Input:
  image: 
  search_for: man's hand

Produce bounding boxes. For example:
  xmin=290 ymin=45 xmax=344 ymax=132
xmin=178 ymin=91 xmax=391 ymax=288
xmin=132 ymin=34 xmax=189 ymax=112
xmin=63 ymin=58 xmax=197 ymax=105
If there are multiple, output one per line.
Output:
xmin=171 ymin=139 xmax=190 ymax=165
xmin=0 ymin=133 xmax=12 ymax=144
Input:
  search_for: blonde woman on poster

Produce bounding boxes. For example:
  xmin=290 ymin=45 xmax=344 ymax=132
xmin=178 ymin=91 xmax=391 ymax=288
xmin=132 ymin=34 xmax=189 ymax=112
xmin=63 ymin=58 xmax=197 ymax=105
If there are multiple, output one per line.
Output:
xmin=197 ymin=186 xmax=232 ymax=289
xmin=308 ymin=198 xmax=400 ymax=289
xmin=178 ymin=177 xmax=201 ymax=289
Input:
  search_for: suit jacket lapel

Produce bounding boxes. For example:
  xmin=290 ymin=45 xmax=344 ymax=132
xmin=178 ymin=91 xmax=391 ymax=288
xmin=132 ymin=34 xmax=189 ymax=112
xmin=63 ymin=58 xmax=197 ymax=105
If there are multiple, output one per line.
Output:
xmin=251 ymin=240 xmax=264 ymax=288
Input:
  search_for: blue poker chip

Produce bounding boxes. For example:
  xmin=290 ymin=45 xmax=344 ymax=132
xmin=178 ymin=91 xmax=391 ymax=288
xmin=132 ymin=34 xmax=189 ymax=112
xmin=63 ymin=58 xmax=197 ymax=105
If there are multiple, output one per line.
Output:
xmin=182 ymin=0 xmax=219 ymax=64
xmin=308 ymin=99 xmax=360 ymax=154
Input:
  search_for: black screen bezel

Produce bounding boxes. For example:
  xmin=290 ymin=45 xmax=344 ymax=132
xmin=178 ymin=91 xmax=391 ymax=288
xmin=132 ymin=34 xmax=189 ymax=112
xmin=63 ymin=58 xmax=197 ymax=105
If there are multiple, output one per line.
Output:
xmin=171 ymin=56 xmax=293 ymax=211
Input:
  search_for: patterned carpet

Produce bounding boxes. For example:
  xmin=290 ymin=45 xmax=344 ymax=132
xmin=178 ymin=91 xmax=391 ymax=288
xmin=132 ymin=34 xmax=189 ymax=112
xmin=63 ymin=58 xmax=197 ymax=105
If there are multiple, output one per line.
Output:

========================

TASK TO CARRY OUT »
Copy all of the data above word for word, keeping every line and its order unchanged.

OUTPUT »
Input:
  image: 
  search_for: man's hand

Produce bounding boxes. For example:
  xmin=290 ymin=45 xmax=344 ymax=132
xmin=178 ymin=91 xmax=391 ymax=288
xmin=132 ymin=34 xmax=189 ymax=112
xmin=63 ymin=58 xmax=197 ymax=105
If there are multiple, output one per line.
Output:
xmin=171 ymin=139 xmax=190 ymax=165
xmin=0 ymin=133 xmax=12 ymax=144
Input:
  search_for: blonde woman on poster

Produce bounding boxes. For example:
  xmin=290 ymin=45 xmax=344 ymax=132
xmin=178 ymin=91 xmax=391 ymax=288
xmin=132 ymin=34 xmax=189 ymax=112
xmin=63 ymin=58 xmax=197 ymax=105
If there are multiple, output one per line.
Output:
xmin=197 ymin=186 xmax=232 ymax=289
xmin=308 ymin=198 xmax=400 ymax=289
xmin=178 ymin=177 xmax=201 ymax=289
Input:
  search_for: suit jacket lapel

Produce bounding boxes. For example:
  xmin=290 ymin=45 xmax=344 ymax=132
xmin=178 ymin=91 xmax=391 ymax=288
xmin=132 ymin=34 xmax=189 ymax=112
xmin=63 ymin=58 xmax=197 ymax=105
If there are multiple, output one per line.
Output:
xmin=251 ymin=240 xmax=264 ymax=288
Input:
  search_for: blue poker chip

Produce bounding boxes. For example:
  xmin=290 ymin=45 xmax=344 ymax=132
xmin=178 ymin=91 xmax=391 ymax=288
xmin=132 ymin=34 xmax=189 ymax=112
xmin=63 ymin=58 xmax=197 ymax=105
If there are multiple, output one per line.
Output:
xmin=182 ymin=0 xmax=219 ymax=64
xmin=308 ymin=99 xmax=360 ymax=154
Input:
  search_for: black screen bezel

Produce bounding boxes. For example:
  xmin=290 ymin=45 xmax=344 ymax=132
xmin=178 ymin=91 xmax=391 ymax=288
xmin=132 ymin=34 xmax=189 ymax=112
xmin=63 ymin=58 xmax=197 ymax=105
If there are multiple, output one per line.
Output:
xmin=171 ymin=56 xmax=293 ymax=211
Input:
  search_for: patterned carpet

Produce bounding boxes. For example:
  xmin=290 ymin=45 xmax=344 ymax=132
xmin=178 ymin=91 xmax=391 ymax=288
xmin=132 ymin=34 xmax=189 ymax=112
xmin=63 ymin=58 xmax=197 ymax=105
If there are multiple, output one per line.
Output:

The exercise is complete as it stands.